RECORD SET
________________________

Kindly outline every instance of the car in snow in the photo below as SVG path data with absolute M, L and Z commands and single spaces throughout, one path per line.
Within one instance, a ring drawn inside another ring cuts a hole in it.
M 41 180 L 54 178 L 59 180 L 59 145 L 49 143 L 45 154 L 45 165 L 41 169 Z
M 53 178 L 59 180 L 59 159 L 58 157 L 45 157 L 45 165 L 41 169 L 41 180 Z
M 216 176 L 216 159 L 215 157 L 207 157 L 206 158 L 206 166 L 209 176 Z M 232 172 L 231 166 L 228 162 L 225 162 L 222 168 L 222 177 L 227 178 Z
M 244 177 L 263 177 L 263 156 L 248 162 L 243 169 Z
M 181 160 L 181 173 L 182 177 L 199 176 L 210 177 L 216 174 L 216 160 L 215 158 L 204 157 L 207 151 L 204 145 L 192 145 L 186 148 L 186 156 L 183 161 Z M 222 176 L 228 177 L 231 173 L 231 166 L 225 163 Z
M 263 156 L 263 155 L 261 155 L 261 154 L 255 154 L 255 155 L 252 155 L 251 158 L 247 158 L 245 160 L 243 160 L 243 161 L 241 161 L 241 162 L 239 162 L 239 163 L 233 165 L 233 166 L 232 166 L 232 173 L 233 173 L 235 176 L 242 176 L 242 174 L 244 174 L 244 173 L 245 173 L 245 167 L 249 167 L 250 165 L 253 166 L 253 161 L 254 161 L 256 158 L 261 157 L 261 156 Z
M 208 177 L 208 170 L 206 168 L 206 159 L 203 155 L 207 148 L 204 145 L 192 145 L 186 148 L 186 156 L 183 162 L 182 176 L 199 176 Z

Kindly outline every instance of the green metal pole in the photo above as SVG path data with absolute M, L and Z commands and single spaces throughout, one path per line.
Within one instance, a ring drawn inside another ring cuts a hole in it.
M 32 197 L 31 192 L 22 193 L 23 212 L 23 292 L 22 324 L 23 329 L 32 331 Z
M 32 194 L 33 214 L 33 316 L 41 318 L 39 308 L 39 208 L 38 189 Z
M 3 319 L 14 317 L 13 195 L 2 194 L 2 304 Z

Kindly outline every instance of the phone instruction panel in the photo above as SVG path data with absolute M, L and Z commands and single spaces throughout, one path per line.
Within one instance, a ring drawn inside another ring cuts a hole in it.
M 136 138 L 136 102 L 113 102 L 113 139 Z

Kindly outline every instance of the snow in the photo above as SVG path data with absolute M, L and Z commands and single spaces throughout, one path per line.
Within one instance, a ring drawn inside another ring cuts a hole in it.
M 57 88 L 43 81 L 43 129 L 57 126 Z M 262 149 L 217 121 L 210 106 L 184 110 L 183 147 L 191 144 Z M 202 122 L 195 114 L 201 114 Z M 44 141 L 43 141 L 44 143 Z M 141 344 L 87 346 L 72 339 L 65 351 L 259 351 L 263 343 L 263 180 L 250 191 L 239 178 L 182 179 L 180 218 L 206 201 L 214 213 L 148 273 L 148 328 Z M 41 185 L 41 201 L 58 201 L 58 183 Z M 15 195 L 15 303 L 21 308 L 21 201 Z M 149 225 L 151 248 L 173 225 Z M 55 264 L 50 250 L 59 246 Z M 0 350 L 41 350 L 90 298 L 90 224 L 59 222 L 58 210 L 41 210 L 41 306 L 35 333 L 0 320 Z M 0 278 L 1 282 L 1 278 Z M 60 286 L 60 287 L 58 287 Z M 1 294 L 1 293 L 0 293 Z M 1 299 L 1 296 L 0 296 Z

________________________

EXERCISE PROMPT
Please rewrite the rows from the line containing "Kindly outline every instance of the snow" to the end, renaming "snow" as "snow cover" and keeping everything else the same.

PROBLEM SOLUTION
Kindly outline every instance of the snow cover in the photo above as SVG path data with absolute M, L and Z commands and single spaces throughout, one path per line.
Within one instance, a ring drawn inside another ring cuts a hole in it.
M 57 88 L 43 81 L 43 129 L 57 126 Z M 262 149 L 217 121 L 210 106 L 184 110 L 183 147 L 191 144 Z M 202 122 L 195 114 L 201 114 Z M 44 141 L 43 141 L 44 143 Z M 141 344 L 87 346 L 72 339 L 65 351 L 259 351 L 263 343 L 263 180 L 250 191 L 239 178 L 182 179 L 180 218 L 206 201 L 214 213 L 148 273 L 148 328 Z M 41 185 L 41 201 L 58 201 L 58 183 Z M 15 195 L 15 303 L 21 308 L 21 201 Z M 149 225 L 151 248 L 173 225 Z M 55 264 L 50 250 L 59 246 Z M 0 350 L 41 350 L 90 298 L 90 224 L 59 222 L 58 210 L 41 210 L 41 306 L 35 333 L 0 320 Z M 0 278 L 1 282 L 1 278 Z M 60 286 L 60 287 L 58 287 Z M 1 294 L 1 293 L 0 293 Z M 1 299 L 1 296 L 0 296 Z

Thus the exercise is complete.